▸ **Document**
* * * * *

Premier bibliothécaire du Saulchoir ayant reçu une formation professionnelle, Michel Albaric eut à cœur de poursuivre les intuitions de ses prédécesseurs. Ainsi, le frère Duval, bibliothécaire de 1941 à 1962, ayant commencé à adopter les règles bibliothéconomiques et à ouvrir la bibliothèque à un public non dominicain, le frère Albaric continua et développa la participation de l’établissement à des catalogues collectifs, prit part à l’élaboration de normes de catalogage ou de listes d’autorités, et, surtout, ouvrit la bibliothèque à un public de chercheurs et d’universitaires plus large qu’auparavant.

Le frère Saffrey, bibliothécaire de 1962 à 1965, ayant embauché le premier salarié de la bibliothèque, créé l’Association des amis de la bibliothèque du Saulchoir, et porté une attention toute particulière à l’enrichissement de la réserve des livres rares et précieux, le frère Albaric étoffa l’équipe de la bibliothèque de plusieurs autres salariés et de nombreux bénévoles, suscita des subventions publiques et augmenta la réserve. En outre, les collections s’étant considérablement accrues, le frère Albaric procéda en 1992 à une extension de la bibliothèque dans des locaux mitoyens. En effet, outre ses acquisitions régulières par achats, recensions ou échanges, la bibliothèque a reçu et continue à recevoir de nombreux dons, souvent spécialisés et de qualité scientifique, et hérite des bibliothèques des couvents qui ferment dans la province de France. Elle reçoit aussi l’ensemble des productions des Éditions du Cerf, maison dominicaine.

* * * * *

▸ **Données extraites**

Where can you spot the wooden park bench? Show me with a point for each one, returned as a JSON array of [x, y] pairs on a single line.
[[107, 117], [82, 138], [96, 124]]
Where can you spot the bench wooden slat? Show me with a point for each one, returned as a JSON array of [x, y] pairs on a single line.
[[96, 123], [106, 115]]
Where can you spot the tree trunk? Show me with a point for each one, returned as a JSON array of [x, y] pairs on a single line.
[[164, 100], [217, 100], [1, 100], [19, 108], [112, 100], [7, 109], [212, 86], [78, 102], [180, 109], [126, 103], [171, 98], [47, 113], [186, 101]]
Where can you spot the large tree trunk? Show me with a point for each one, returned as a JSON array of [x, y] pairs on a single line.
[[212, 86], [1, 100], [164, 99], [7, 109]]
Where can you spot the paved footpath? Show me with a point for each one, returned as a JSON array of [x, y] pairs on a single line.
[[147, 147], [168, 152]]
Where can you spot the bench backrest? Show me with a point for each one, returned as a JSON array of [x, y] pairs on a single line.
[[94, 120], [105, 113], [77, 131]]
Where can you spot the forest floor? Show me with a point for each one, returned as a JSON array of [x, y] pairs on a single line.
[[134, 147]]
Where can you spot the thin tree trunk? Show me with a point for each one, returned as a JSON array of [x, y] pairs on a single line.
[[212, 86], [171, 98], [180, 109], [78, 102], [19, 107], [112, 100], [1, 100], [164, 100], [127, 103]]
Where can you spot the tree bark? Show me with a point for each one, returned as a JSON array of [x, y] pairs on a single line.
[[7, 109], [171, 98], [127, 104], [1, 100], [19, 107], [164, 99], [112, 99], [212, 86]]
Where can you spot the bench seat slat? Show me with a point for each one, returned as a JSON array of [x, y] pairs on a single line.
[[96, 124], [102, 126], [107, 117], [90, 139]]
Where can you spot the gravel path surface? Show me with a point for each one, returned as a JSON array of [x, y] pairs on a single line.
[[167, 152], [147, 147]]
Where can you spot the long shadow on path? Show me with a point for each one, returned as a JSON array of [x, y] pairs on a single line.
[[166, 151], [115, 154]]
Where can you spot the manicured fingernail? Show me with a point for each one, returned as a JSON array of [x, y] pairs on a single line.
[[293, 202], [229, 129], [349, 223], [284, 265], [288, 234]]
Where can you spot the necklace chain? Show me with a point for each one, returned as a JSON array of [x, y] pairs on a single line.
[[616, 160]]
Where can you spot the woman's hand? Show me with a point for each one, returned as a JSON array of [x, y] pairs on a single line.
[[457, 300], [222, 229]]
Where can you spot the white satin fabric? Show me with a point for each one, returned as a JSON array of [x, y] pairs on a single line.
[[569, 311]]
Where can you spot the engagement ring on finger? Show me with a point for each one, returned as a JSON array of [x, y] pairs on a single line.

* * * * *

▸ **Consigne**
Reproduisez à l'identique le passage du document sur la bibliothèque du Saulchoir, de « Premier bibliothécaire du » jusqu'à « plus large qu’auparavant. » inclus.

▸ **Réponse rédigée**
Premier bibliothécaire du Saulchoir ayant reçu une formation professionnelle, Michel Albaric eut à cœur de poursuivre les intuitions de ses prédécesseurs. Ainsi, le frère Duval, bibliothécaire de 1941 à 1962, ayant commencé à adopter les règles bibliothéconomiques et à ouvrir la bibliothèque à un public non dominicain, le frère Albaric continua et développa la participation de l’établissement à des catalogues collectifs, prit part à l’élaboration de normes de catalogage ou de listes d’autorités, et, surtout, ouvrit la bibliothèque à un public de chercheurs et d’universitaires plus large qu’auparavant.